When you reach the line containing "on the tower", repeat it and every line after it exactly, stopping only at the end of the listing.
»»
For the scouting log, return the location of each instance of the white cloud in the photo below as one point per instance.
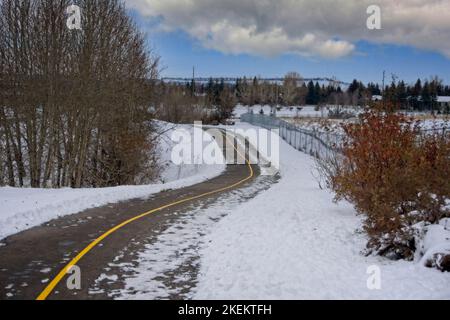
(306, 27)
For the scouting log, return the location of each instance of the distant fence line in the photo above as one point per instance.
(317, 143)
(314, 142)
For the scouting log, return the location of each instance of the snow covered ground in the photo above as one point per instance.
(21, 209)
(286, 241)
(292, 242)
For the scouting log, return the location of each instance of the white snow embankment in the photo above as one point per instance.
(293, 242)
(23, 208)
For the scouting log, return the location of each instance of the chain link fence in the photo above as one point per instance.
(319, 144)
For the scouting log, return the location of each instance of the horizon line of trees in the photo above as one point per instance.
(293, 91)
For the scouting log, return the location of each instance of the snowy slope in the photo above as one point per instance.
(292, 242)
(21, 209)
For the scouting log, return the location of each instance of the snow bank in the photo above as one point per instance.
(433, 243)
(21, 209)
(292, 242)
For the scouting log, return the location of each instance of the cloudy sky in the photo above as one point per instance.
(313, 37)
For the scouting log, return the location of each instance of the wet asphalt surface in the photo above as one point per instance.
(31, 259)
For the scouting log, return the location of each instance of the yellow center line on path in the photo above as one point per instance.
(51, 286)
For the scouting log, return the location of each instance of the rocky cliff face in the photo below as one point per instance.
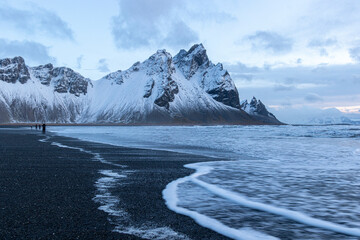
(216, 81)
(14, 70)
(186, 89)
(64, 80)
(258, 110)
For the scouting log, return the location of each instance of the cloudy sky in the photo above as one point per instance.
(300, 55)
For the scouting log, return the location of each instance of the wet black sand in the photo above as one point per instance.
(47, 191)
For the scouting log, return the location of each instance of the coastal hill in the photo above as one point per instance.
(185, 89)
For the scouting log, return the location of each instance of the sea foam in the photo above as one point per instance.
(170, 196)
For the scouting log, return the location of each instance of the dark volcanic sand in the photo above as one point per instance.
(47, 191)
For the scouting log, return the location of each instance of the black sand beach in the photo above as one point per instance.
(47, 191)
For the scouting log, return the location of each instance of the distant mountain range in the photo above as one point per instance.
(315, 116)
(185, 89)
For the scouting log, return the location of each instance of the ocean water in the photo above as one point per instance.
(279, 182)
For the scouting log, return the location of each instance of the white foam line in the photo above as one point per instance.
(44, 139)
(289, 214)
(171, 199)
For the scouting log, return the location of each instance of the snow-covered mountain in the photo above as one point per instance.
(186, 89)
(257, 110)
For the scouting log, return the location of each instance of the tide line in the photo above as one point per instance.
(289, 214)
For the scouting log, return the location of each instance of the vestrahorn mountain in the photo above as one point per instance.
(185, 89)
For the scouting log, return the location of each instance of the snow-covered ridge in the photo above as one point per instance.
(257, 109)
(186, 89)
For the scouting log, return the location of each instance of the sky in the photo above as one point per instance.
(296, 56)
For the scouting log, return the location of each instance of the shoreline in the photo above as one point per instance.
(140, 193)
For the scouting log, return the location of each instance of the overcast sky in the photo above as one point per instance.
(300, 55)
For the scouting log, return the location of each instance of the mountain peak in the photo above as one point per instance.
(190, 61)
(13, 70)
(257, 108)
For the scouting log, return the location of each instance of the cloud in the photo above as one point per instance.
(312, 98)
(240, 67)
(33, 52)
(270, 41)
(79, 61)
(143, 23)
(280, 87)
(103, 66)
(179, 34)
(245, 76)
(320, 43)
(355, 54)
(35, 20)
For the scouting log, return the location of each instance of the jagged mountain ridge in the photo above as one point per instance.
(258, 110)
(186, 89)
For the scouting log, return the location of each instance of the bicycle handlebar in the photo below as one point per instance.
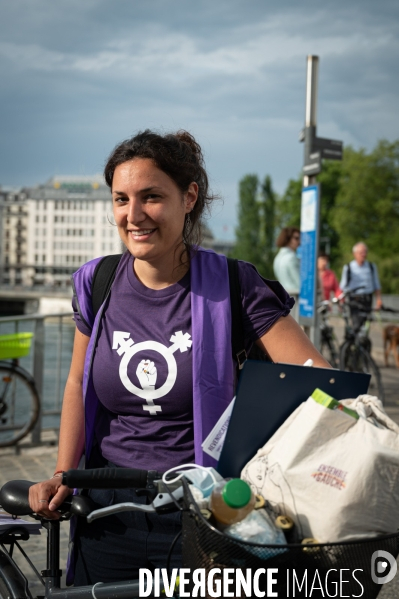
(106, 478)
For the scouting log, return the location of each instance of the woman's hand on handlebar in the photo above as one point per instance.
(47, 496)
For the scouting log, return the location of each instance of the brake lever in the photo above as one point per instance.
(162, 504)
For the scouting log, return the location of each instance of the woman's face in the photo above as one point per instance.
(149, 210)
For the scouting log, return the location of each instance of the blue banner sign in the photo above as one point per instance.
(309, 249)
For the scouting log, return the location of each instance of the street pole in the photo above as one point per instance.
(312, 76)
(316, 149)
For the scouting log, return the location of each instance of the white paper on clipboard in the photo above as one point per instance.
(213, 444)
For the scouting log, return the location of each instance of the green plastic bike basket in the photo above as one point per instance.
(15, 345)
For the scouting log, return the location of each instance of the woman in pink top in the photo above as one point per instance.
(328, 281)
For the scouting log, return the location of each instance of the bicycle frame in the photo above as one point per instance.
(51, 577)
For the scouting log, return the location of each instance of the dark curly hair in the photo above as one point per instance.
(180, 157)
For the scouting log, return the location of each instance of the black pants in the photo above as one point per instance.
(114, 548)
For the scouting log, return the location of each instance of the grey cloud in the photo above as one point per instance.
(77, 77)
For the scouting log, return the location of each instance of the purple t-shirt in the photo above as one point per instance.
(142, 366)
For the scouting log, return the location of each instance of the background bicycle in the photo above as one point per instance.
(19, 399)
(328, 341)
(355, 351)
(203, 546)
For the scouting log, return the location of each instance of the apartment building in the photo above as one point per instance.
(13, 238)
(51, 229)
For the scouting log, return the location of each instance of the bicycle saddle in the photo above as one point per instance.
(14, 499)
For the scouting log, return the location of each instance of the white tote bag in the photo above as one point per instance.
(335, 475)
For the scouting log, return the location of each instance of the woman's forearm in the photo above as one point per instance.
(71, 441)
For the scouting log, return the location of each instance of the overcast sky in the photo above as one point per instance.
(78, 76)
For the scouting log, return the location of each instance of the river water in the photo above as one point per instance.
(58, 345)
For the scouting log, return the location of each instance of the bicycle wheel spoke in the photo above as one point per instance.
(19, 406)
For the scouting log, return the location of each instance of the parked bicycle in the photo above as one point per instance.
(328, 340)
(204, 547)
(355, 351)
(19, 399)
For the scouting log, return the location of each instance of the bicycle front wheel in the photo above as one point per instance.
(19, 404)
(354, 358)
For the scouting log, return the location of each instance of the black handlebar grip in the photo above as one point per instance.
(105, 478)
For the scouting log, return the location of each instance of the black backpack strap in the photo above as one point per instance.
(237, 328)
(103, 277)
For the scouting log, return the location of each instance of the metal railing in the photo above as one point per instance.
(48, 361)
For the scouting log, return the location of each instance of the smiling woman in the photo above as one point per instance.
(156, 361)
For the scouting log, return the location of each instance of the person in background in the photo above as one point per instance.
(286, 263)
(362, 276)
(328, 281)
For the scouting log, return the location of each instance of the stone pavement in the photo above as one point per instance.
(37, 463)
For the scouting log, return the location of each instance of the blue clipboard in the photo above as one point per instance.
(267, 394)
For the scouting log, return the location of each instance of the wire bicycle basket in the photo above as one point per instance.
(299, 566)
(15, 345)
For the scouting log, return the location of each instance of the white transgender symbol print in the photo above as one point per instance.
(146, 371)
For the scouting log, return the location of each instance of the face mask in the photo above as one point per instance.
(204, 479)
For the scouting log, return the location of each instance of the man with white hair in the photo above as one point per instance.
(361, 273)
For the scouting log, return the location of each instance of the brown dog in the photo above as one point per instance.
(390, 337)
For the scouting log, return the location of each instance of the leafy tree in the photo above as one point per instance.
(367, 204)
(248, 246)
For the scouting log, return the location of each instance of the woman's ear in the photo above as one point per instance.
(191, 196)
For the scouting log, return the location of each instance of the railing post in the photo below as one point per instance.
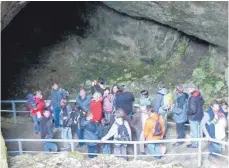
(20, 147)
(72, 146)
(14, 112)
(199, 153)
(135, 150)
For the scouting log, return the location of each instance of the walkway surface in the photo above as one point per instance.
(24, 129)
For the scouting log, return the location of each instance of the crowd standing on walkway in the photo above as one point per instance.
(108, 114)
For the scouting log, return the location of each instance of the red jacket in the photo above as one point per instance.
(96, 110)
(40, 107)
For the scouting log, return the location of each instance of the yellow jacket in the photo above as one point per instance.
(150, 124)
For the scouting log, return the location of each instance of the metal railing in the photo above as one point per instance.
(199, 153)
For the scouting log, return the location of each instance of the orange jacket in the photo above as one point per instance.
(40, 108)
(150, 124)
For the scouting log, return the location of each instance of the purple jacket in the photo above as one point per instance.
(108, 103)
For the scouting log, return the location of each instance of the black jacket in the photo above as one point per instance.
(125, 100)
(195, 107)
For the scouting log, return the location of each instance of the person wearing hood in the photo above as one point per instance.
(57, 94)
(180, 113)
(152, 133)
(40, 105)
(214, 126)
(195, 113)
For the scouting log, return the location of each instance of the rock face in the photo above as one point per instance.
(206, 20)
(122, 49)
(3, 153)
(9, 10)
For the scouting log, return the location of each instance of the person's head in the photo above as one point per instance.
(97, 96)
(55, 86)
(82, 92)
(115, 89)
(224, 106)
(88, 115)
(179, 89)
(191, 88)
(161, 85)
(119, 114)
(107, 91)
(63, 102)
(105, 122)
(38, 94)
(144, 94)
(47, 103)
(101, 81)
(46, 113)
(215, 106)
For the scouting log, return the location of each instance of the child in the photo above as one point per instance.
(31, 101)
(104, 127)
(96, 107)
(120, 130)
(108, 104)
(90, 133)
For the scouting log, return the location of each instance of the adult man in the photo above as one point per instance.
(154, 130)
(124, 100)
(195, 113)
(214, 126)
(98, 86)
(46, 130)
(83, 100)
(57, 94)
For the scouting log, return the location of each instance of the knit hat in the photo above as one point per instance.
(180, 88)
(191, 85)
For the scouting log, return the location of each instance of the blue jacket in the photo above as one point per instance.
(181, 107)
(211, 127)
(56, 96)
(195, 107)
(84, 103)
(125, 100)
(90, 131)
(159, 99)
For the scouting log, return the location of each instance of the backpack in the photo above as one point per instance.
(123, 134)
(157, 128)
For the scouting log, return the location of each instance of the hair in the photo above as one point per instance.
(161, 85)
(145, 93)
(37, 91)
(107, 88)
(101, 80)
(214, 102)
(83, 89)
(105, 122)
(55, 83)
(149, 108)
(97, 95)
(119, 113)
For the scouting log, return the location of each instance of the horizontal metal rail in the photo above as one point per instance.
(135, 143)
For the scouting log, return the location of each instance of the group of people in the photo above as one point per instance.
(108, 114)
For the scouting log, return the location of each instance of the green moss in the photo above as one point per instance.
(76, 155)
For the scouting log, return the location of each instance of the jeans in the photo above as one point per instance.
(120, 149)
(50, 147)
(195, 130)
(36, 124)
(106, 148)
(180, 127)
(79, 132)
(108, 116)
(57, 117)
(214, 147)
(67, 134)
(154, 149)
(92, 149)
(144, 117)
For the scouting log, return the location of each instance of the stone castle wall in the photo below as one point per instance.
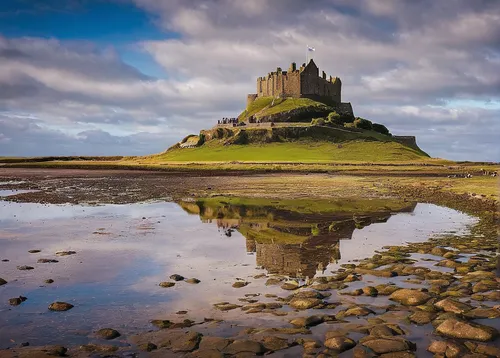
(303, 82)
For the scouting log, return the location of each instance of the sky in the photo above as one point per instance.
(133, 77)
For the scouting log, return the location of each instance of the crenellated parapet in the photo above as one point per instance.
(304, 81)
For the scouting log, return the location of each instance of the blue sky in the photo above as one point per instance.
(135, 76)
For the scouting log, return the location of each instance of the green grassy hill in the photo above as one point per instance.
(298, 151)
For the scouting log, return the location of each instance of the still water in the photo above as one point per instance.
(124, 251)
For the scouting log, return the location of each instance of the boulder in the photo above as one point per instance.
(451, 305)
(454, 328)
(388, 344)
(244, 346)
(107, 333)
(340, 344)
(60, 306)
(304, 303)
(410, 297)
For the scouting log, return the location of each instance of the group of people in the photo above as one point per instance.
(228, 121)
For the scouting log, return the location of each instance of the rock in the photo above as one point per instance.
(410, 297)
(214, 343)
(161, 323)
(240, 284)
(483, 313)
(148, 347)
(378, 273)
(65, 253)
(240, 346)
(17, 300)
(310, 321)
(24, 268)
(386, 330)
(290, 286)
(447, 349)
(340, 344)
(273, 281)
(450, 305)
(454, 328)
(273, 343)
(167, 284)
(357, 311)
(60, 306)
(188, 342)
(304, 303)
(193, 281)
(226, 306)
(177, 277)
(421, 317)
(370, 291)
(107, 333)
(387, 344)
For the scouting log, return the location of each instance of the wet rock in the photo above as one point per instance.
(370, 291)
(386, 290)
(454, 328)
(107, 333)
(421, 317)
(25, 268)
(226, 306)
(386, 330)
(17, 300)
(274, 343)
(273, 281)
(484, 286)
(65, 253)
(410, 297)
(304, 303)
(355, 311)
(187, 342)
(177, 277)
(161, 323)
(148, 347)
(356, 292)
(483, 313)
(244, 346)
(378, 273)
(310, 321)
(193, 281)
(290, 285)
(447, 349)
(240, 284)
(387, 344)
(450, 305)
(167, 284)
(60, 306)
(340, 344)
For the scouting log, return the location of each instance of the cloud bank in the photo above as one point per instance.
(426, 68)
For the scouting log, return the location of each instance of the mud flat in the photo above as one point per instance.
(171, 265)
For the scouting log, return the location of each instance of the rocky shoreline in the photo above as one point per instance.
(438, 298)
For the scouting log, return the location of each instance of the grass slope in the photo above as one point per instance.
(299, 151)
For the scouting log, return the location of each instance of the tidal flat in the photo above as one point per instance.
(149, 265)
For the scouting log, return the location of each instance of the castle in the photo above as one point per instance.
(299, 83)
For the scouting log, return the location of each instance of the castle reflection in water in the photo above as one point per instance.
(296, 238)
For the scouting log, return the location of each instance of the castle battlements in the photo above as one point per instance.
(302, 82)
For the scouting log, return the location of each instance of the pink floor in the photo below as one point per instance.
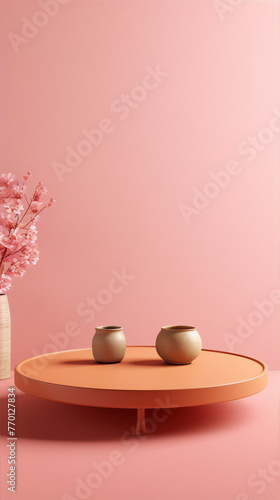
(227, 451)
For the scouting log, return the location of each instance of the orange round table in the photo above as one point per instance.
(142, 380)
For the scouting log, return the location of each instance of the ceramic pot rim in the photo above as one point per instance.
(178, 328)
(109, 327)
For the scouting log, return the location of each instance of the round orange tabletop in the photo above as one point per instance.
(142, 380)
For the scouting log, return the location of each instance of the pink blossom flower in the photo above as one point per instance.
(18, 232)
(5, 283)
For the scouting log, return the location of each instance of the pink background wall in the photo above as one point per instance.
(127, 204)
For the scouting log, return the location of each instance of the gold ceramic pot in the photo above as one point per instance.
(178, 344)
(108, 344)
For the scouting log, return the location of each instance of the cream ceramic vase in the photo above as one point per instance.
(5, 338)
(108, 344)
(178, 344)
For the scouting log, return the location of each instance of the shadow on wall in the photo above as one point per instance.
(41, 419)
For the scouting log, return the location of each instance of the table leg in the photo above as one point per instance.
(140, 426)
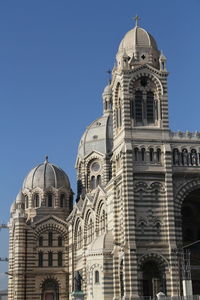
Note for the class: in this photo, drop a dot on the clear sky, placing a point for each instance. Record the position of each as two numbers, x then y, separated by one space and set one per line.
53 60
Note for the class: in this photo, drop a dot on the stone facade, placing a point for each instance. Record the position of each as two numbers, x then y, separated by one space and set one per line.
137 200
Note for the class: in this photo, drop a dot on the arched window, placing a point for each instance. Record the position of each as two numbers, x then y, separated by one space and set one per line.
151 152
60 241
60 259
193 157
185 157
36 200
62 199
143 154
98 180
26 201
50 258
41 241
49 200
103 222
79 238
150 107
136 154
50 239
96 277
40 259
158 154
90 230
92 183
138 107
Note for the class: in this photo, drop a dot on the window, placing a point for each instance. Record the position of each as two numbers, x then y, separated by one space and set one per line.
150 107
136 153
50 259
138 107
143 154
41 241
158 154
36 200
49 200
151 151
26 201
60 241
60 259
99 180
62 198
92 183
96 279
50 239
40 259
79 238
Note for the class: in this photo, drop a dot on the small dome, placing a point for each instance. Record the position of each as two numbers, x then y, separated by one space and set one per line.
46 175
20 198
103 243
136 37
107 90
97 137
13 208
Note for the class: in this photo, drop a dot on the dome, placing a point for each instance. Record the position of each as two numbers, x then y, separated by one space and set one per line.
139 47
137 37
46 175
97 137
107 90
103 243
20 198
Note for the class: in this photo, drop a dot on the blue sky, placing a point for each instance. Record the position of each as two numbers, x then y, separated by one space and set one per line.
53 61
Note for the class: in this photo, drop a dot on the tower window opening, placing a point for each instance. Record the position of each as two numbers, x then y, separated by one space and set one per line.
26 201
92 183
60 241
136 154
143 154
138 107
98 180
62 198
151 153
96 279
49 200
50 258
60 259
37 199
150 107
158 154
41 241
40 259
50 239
««
(Reply to the task)
Note for the class: in this photo, drop a dot on the tower window opening, placing a point for each instance. Record the position of each as two numbers, x then y, separated by one space and set one per line.
26 201
92 183
60 241
136 154
143 154
138 107
98 180
62 198
151 153
96 279
49 200
50 258
60 259
37 199
150 107
158 154
41 241
40 259
50 239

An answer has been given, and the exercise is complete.